Extracted data entries
★ ★ ★ ★ ★
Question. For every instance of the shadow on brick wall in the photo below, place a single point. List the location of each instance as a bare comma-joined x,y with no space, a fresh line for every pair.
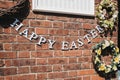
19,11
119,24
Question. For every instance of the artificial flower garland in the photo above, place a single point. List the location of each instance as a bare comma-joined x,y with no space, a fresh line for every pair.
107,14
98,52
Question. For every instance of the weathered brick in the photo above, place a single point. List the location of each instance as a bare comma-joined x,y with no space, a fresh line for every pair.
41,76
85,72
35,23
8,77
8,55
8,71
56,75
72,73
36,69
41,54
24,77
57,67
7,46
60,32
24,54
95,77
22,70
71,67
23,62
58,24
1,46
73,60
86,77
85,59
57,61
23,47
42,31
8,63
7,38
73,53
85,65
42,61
★ ★ ★ ★ ★
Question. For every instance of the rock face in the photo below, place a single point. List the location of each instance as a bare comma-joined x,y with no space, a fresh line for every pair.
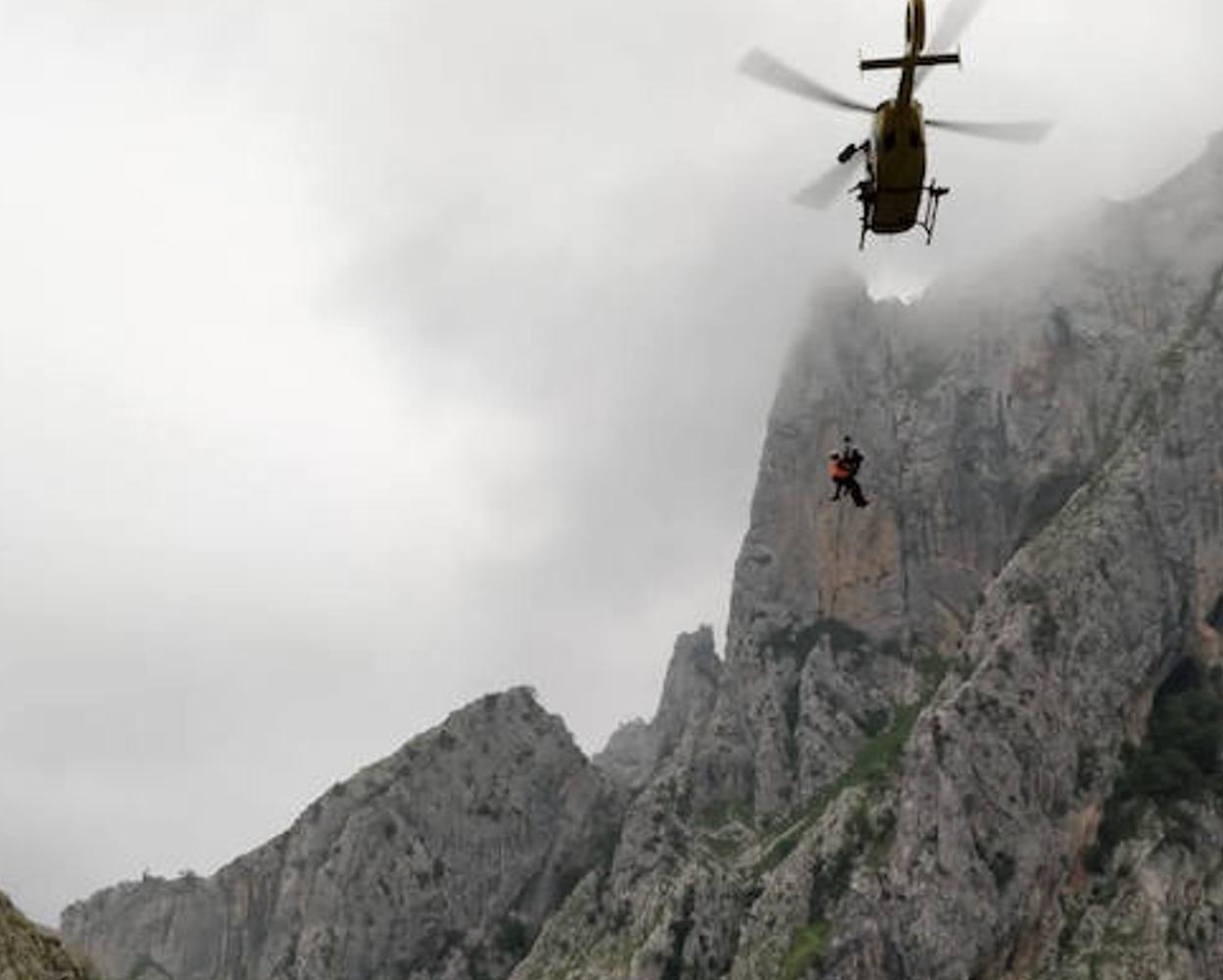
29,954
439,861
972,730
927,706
★ ★ ★ ★ ★
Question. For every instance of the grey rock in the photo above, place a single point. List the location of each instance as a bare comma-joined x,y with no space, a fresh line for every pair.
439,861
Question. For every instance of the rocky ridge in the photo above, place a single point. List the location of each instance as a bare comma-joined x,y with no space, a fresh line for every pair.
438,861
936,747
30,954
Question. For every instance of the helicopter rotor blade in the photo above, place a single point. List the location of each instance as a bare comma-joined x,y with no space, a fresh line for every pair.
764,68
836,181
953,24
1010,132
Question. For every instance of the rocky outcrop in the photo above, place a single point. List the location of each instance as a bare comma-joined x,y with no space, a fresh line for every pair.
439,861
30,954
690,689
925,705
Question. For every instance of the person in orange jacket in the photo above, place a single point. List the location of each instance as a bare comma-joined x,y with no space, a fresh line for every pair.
★ ★ ★ ★ ★
• [What this task involves]: Begin at the line above that has "Question. For every instance of the rocky outcrop" and stop after the line that has "Question. For every instance of the person", copying each line exactly and adding nothing else.

• [Result]:
Question. For every instance of the rocky outcrop in the photo above, place a single point. List the location of each instance as a bare comma-joined x,y with no space, a fresh line for every pair.
439,861
30,954
690,689
925,705
Question. For every instance of the person in orange jacket in the photo above, place a single point. List the location of each instance as a bare comma-joined x,y with no space, a fresh line for every pair.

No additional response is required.